__WHAT IS ASKED__.
Copy out everything from the line containing "trace tire, every instance" down to the line containing "200], [45, 170]]", requests included, and adjust every coordinate in the answers by adding -142. Give only that span of the data.

** START GIVEN DATA **

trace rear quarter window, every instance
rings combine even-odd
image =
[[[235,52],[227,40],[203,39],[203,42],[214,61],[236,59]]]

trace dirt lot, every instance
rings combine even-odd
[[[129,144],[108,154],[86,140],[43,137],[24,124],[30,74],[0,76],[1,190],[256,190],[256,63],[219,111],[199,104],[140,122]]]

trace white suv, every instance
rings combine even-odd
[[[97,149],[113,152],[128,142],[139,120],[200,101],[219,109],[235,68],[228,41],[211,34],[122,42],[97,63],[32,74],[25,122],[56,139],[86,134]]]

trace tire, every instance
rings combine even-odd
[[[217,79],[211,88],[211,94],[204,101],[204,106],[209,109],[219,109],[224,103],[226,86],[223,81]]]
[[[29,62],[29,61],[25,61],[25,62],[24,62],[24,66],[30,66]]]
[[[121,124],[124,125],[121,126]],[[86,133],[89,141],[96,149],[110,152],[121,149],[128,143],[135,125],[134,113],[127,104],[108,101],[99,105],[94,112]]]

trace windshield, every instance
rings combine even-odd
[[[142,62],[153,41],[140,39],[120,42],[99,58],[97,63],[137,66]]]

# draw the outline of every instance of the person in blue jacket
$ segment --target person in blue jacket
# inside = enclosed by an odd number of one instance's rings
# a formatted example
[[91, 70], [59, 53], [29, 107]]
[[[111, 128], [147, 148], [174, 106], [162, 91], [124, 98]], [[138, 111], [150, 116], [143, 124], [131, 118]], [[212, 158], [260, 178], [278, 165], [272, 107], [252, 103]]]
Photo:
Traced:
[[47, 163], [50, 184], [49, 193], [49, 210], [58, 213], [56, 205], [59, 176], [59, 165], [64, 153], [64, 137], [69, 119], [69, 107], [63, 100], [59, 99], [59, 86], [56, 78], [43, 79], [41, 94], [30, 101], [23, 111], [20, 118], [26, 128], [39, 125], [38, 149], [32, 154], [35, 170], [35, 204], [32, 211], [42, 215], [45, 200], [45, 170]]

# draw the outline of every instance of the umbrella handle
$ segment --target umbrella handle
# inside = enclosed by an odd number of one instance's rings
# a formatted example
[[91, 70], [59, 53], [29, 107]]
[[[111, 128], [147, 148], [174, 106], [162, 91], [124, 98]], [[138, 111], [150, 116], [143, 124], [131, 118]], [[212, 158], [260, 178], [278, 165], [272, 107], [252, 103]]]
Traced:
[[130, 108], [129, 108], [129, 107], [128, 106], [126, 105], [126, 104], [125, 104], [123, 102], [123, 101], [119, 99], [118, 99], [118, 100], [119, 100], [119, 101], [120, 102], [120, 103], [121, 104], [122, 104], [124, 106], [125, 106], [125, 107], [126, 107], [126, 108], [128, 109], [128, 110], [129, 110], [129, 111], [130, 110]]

** END GIVEN DATA **

__COMPLETE ANSWER__.
trace tire, every instance
rings combine even-odd
[[[75,-63],[69,-54],[69,-48],[62,-41],[62,-36],[67,-33],[77,-33],[82,-39],[84,-56],[81,-61]]]
[[[-113,-80],[-113,-81],[-117,-81],[-117,-80],[-118,-80],[-118,-76],[-112,-76]]]
[[[-21,-18],[-18,-17],[-21,-16]],[[-56,-9],[-53,-1],[-46,7],[-32,10],[-21,7],[-14,1],[-7,-17],[-8,-29],[-15,-38],[-34,-41],[-43,-37],[-48,-30]]]

trace windshield, every instance
rings combine even-odd
[[[0,-80],[11,-101],[-2,-103],[-22,-100],[-43,-84],[-45,-79],[-5,-76]]]

# draw the outline of every instance of the person in blue jacket
$ segment --target person in blue jacket
# inside = enclosed by an odd number of one instance's rings
# a formatted example
[[91, 70], [59, 53], [29, 107]]
[[[111, 128], [147, 148], [174, 106], [162, 91], [124, 98]], [[138, 111], [150, 116], [143, 124], [131, 118]], [[212, 158], [260, 178], [278, 165], [272, 107], [252, 103]]]
Photo:
Traced:
[[-95, 21], [-92, 42], [-93, 51], [-93, 68], [-84, 71], [-86, 63], [-83, 34], [-83, 23], [-78, 11], [-78, -5], [-73, -23], [-73, -35], [-79, -42], [-83, -43], [-83, -56], [-86, -64], [-99, -63], [-101, -48], [-112, -41], [-119, -31], [-122, -24], [-116, -14], [-103, -17], [-104, 7], [-110, 12], [-107, 28], [-107, 62], [-110, 69], [-100, 73], [-97, 58], [-97, 28]]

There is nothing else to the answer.